Pick out every line of the material below that contains the string "trunk", and copy each one. Matching is case-sensitive.
— Begin Supplied data —
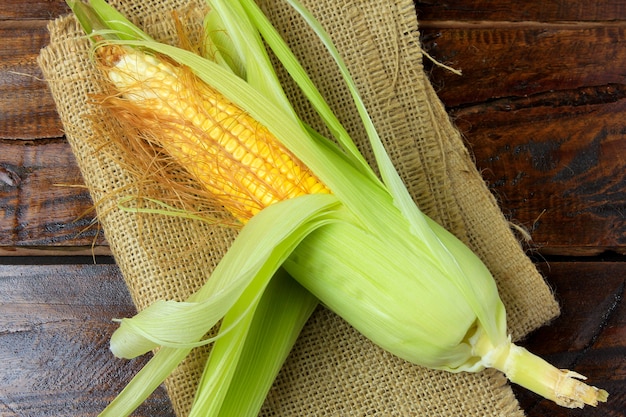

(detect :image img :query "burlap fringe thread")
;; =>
[39,0,558,417]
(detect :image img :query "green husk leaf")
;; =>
[189,269,318,417]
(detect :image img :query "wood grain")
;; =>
[0,262,626,417]
[515,262,626,417]
[0,265,174,417]
[0,139,105,254]
[415,0,626,22]
[0,19,62,139]
[422,22,626,255]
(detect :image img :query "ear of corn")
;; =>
[66,0,608,416]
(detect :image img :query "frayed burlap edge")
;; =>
[39,0,558,416]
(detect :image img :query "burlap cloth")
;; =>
[39,0,558,417]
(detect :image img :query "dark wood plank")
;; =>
[415,0,626,22]
[0,19,62,139]
[0,139,106,255]
[0,265,174,417]
[416,22,626,255]
[421,22,626,109]
[0,262,626,417]
[0,0,69,20]
[515,262,626,417]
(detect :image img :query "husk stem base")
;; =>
[471,331,609,408]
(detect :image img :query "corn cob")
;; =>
[63,0,608,415]
[99,45,330,223]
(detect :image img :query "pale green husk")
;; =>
[68,0,601,417]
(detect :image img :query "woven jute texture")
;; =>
[39,0,558,417]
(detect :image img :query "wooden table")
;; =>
[0,0,626,417]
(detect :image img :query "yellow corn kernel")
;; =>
[101,46,330,223]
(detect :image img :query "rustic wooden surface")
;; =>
[0,0,626,417]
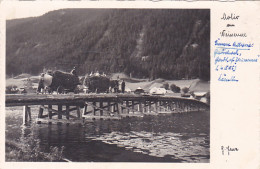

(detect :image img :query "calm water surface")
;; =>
[6,107,210,162]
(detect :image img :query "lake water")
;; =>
[5,107,210,163]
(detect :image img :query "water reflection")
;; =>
[6,107,210,162]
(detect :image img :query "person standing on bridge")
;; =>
[70,66,78,76]
[121,80,125,93]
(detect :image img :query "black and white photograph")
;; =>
[5,8,211,163]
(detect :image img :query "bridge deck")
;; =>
[5,93,206,107]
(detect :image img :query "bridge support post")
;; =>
[58,104,62,119]
[126,100,129,114]
[77,106,82,119]
[38,105,43,118]
[48,105,52,119]
[83,104,88,115]
[66,105,70,120]
[132,101,135,114]
[99,102,103,116]
[93,102,96,116]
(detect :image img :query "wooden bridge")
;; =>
[5,94,209,123]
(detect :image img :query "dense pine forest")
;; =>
[6,9,210,80]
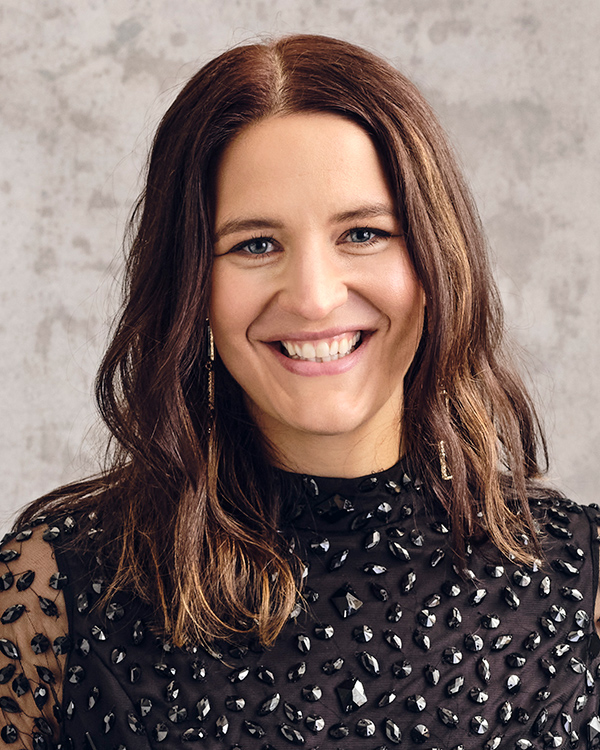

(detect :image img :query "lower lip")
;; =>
[266,334,371,378]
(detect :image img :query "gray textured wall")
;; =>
[0,0,600,536]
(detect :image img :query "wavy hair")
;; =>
[21,35,547,644]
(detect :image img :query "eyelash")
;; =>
[229,227,394,259]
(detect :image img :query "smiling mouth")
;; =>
[279,331,363,362]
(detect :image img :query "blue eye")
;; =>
[240,237,273,255]
[348,227,377,243]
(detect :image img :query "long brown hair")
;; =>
[21,36,546,643]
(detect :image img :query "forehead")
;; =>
[215,113,392,224]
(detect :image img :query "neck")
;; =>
[260,424,401,478]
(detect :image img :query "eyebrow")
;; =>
[213,203,397,243]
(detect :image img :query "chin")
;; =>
[288,408,376,444]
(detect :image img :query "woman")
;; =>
[0,36,600,750]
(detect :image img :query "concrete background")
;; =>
[0,0,600,527]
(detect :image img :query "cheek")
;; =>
[210,263,257,369]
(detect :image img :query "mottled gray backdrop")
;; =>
[0,0,600,536]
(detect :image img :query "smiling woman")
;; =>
[0,36,600,750]
[210,113,425,476]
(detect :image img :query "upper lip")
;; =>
[263,326,369,344]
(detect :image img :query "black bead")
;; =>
[0,695,21,714]
[52,635,73,656]
[0,724,19,745]
[314,495,354,523]
[279,724,305,745]
[523,630,542,651]
[335,677,367,713]
[225,694,245,716]
[438,707,459,729]
[404,693,427,713]
[167,704,187,724]
[327,549,350,572]
[363,529,381,551]
[469,589,487,607]
[383,630,402,651]
[502,586,521,609]
[492,633,512,651]
[410,724,431,745]
[330,584,363,619]
[243,719,266,739]
[383,719,402,745]
[17,570,35,591]
[392,659,412,679]
[413,629,431,651]
[357,651,381,677]
[446,607,462,629]
[287,661,306,682]
[152,721,169,742]
[329,721,350,740]
[442,646,463,665]
[256,666,275,685]
[481,614,501,630]
[0,638,21,659]
[464,633,484,652]
[283,701,304,724]
[33,685,50,711]
[321,657,344,675]
[531,708,550,737]
[446,675,465,698]
[505,652,527,669]
[355,719,377,737]
[400,570,417,594]
[255,693,281,716]
[388,539,410,562]
[423,664,441,685]
[12,672,31,698]
[471,716,489,735]
[0,664,17,685]
[552,560,579,576]
[429,547,446,568]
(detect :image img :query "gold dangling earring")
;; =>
[205,318,215,420]
[205,318,217,493]
[438,388,452,482]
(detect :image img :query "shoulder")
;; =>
[0,519,70,747]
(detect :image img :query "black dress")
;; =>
[0,464,600,750]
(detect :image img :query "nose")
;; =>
[278,244,348,321]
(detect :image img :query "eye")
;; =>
[240,237,275,255]
[348,227,378,243]
[339,227,395,247]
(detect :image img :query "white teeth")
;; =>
[302,341,317,359]
[281,331,361,362]
[315,341,329,359]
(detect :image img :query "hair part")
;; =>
[21,35,547,644]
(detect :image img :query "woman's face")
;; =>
[210,113,425,473]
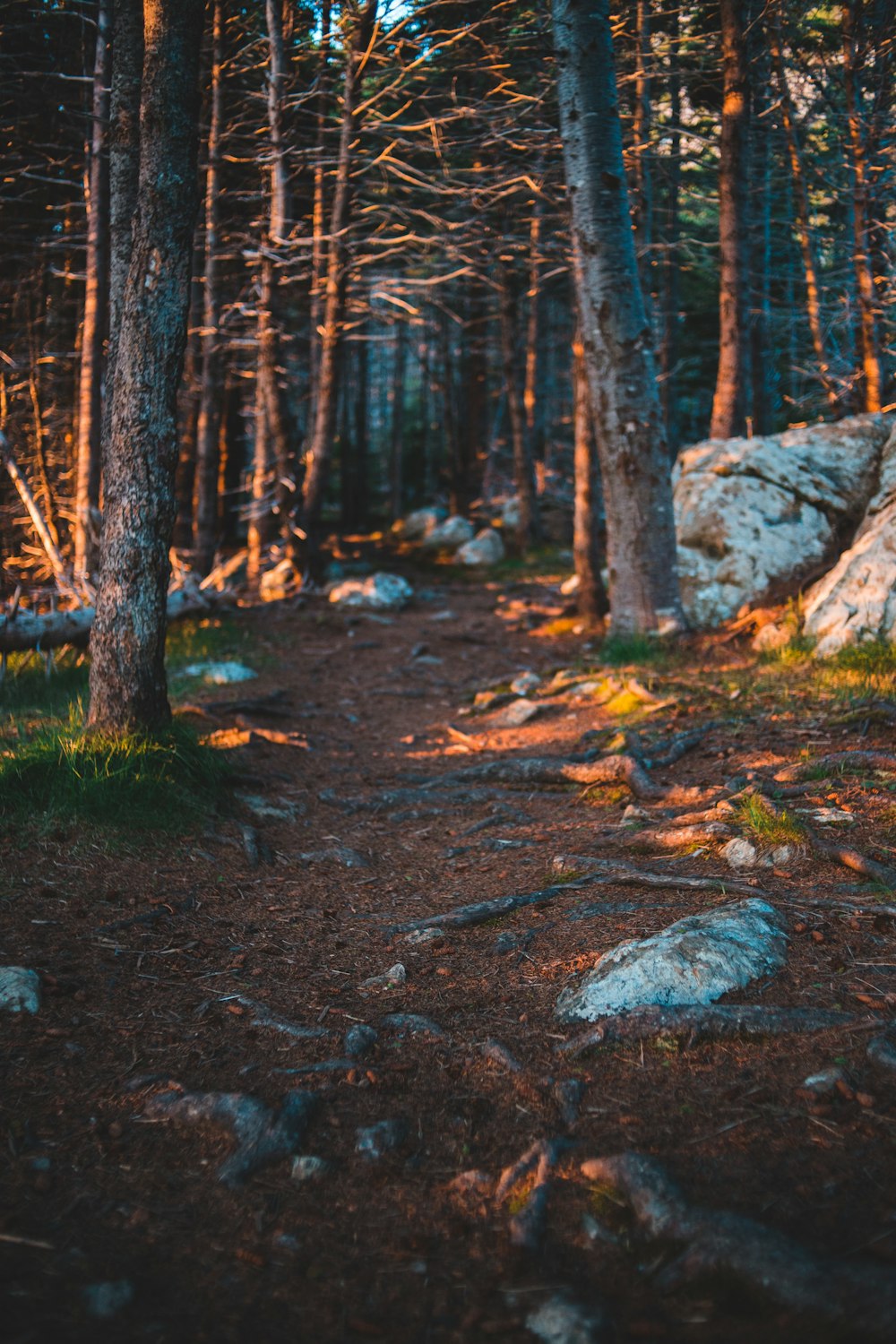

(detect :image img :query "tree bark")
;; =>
[73,0,111,574]
[842,0,883,411]
[554,0,684,634]
[573,330,608,625]
[710,0,750,438]
[89,0,204,733]
[194,0,224,574]
[302,0,376,538]
[769,10,839,411]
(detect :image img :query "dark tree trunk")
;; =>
[194,0,224,574]
[89,0,204,733]
[302,0,376,547]
[75,0,111,574]
[710,0,750,438]
[842,0,883,411]
[500,274,540,553]
[573,331,608,625]
[554,0,684,634]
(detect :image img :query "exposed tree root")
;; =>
[143,1091,321,1187]
[582,1153,896,1339]
[775,752,896,784]
[556,1004,865,1056]
[554,854,766,897]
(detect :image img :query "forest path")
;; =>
[0,580,896,1344]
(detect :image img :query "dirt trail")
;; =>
[0,573,896,1344]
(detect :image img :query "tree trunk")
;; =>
[89,0,204,733]
[554,0,684,634]
[573,330,608,625]
[247,0,289,583]
[710,0,750,438]
[302,0,376,538]
[390,322,407,519]
[842,0,883,411]
[194,0,224,574]
[500,274,540,554]
[769,10,839,411]
[75,0,111,574]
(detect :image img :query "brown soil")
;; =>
[0,580,896,1344]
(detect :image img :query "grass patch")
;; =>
[737,793,806,844]
[0,715,224,832]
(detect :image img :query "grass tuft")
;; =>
[737,793,806,844]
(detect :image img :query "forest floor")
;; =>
[0,548,896,1344]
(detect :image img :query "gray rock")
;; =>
[345,1021,380,1059]
[355,1120,407,1161]
[0,967,40,1012]
[82,1279,134,1322]
[556,898,788,1021]
[290,1153,332,1185]
[329,574,414,612]
[525,1293,607,1344]
[454,527,505,567]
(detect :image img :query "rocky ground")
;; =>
[0,562,896,1344]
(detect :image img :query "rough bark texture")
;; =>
[89,0,204,733]
[75,0,111,574]
[302,0,376,535]
[573,332,607,625]
[710,0,750,438]
[554,0,684,633]
[194,0,224,574]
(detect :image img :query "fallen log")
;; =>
[582,1153,896,1340]
[556,1004,882,1058]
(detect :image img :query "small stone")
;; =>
[525,1293,607,1344]
[355,1120,407,1161]
[401,929,444,948]
[345,1021,380,1059]
[0,967,40,1012]
[721,836,759,870]
[802,1069,847,1097]
[866,1037,896,1073]
[361,961,407,989]
[290,1155,331,1182]
[511,671,541,695]
[82,1279,134,1322]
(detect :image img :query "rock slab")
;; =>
[556,897,788,1021]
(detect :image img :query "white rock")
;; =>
[392,508,444,542]
[675,414,893,625]
[258,559,302,602]
[525,1293,607,1344]
[557,898,788,1021]
[511,671,541,695]
[489,698,544,728]
[329,574,414,612]
[0,967,40,1012]
[184,663,258,685]
[721,836,759,870]
[454,527,505,566]
[423,513,473,551]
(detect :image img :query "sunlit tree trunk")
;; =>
[89,0,204,733]
[554,0,684,633]
[194,0,224,574]
[710,0,750,438]
[769,10,839,410]
[573,328,608,625]
[302,0,376,538]
[73,0,111,574]
[842,0,883,411]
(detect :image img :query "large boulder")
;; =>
[557,897,788,1021]
[423,513,474,551]
[804,429,896,658]
[675,414,895,625]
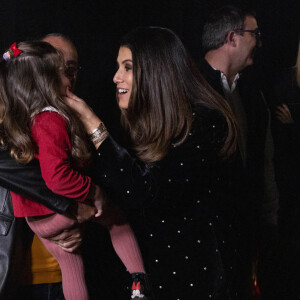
— End Supplied data —
Solution for this task:
(detect :image img :query "dark tree trunk")
(detect :image img :query "tree trunk")
(detect :image img :query "sunlit tree trunk")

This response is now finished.